Task instructions |
1: From the Ripple IPO excerpt, reproduce word for word the part that opens with the words containing "Instead of pursuing" and closes with "with public markets.".
2: Continue the excerpt on Ripple's IPO valuation and its decision to stay private, starting after its final sentence.

Excerpt provided |
The $50 billion figure estimates Ripple’s enterprise value, not XRP’s market cap. Still, a Ripple IPO valuation this large reflects market expectations for Ripple’s business potential.
In November 2025, Ripple sold $500 million in equity to investors including Fortress Investment Group and Citadel Securities at a $40 billion valuation. Climbing to a projected $50 billion within months—a 25% jump—shows growing optimism around Ripple’s trajectory.
Why Ripple Keeps Denying IPO Plans

Despite the $50 billion IPO buzz, Ripple’s leadership has consistently denied near-term plans. In a January 2026 Bloomberg interview, Ripple President Monica Long reiterated that Ripple has “no plans for an IPO” and can continue funding growth internally. CEO Brad Garlinghouse echoed this, noting Ripple “hasn’t needed to raise capital” due to its strong financial position.
Ripple has no trouble attracting large investments while staying private. The November 2025 share sale drew heavyweight backers including Citadel, Fortress, Pantera Capital, Galaxy Digital, Brevan Howard, and Marshall Wace.
Instead of pursuing a public listing, Ripple has deployed capital aggressively through acquisitions. Since 2025, Ripple spent nearly $4 billion on deals across payments, custody, and trading:
- Hidden Road ($1.25 billion): Global prime broker which is now Ripple Prime
- GTreasury ($1 billion): Treasury management software for Fortune 500 companies
- Rail ($200 million): Stablecoin payments platform
- Palisade: Wallet and custody infrastructure
Staying private lets Ripple maintain control over its strategy without the quarterly earnings pressure that comes with public markets.

Dataset excerpt |
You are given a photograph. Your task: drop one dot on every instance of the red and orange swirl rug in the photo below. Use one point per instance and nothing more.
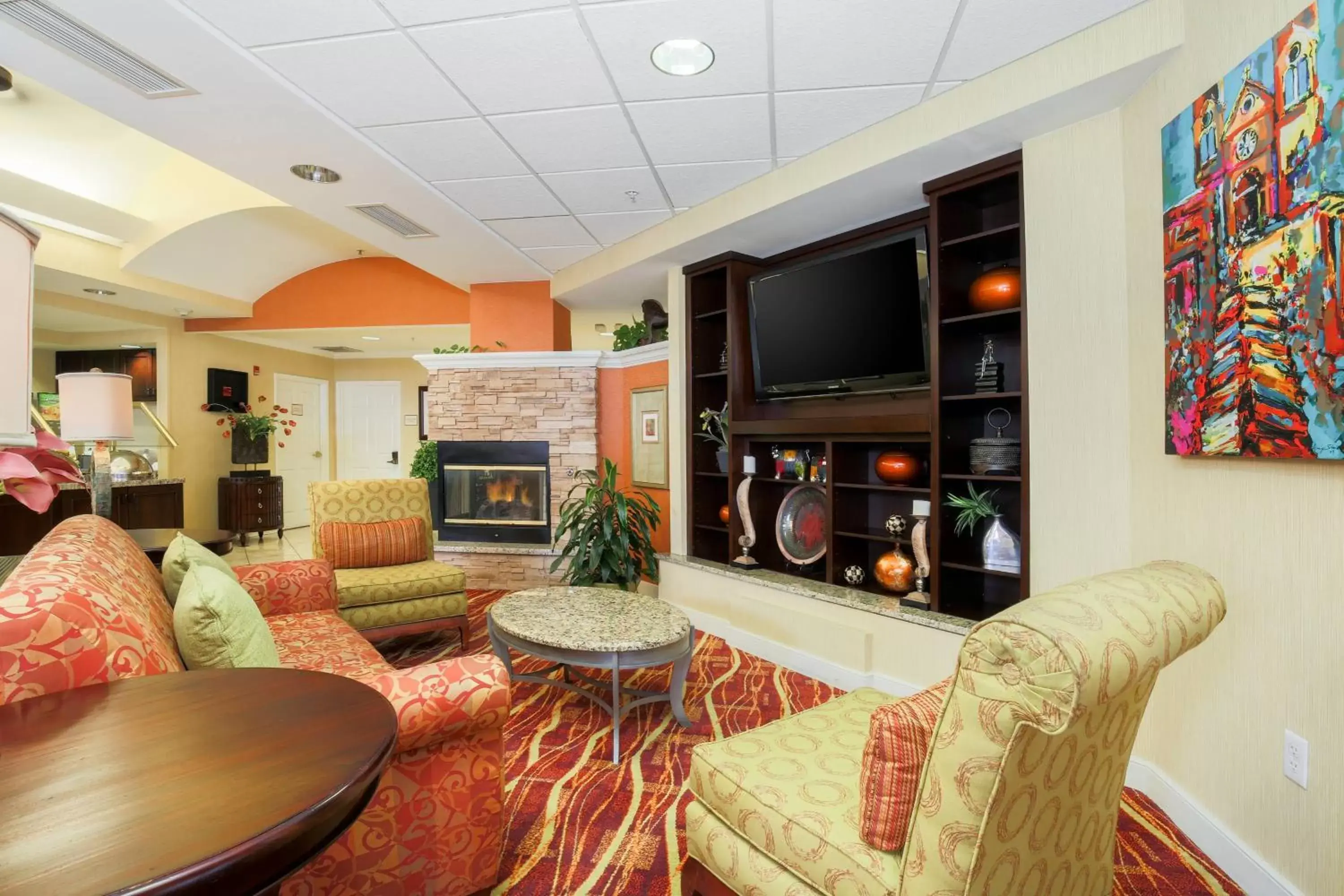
(580, 825)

Answers in order |
1:
Instead of pursuing a public listing, Ripple has deployed capital aggressively through acquisitions. Since 2025, Ripple spent nearly $4 billion on deals across payments, custody, and trading:
- Hidden Road ($1.25 billion): Global prime broker which is now Ripple Prime
- GTreasury ($1 billion): Treasury management software for Fortune 500 companies
- Rail ($200 million): Stablecoin payments platform
- Palisade: Wallet and custody infrastructure
Staying private lets Ripple maintain control over its strategy without the quarterly earnings pressure that comes with public markets.

2:
How a $50B Ripple IPO Would Affect XRP

Ripple stock and XRP are distinct assets—owning one doesn’t mean owning the other. But history shows positive Ripple developments often boost the XRP price sentiment since the market links the two psychologically.
When Ripple gained regulatory clarity in its U.S. court battle, the XRP price surged as investors grew confident in its legal status. Major partnership announcements have frequently coincided with XRP rallies tracked by institutional investors. A blockbuster Ripple IPO would likely be read as a vote of confidence in Ripple’s business and, by extension, XRP’s ecosystem.
Bullish Scenario ($3.00-$5.00)
A successful Ripple IPO at $50 billion could push XRP toward $3.00-$5.00 as institutional interest spills from equity markets to the token. Standard Chartered has projected XRP could reach $8 by 2026 with steady ETF inflows—a high-profile IPO could accelerate that timeline.
Base Scenario ($1.50-$2.50)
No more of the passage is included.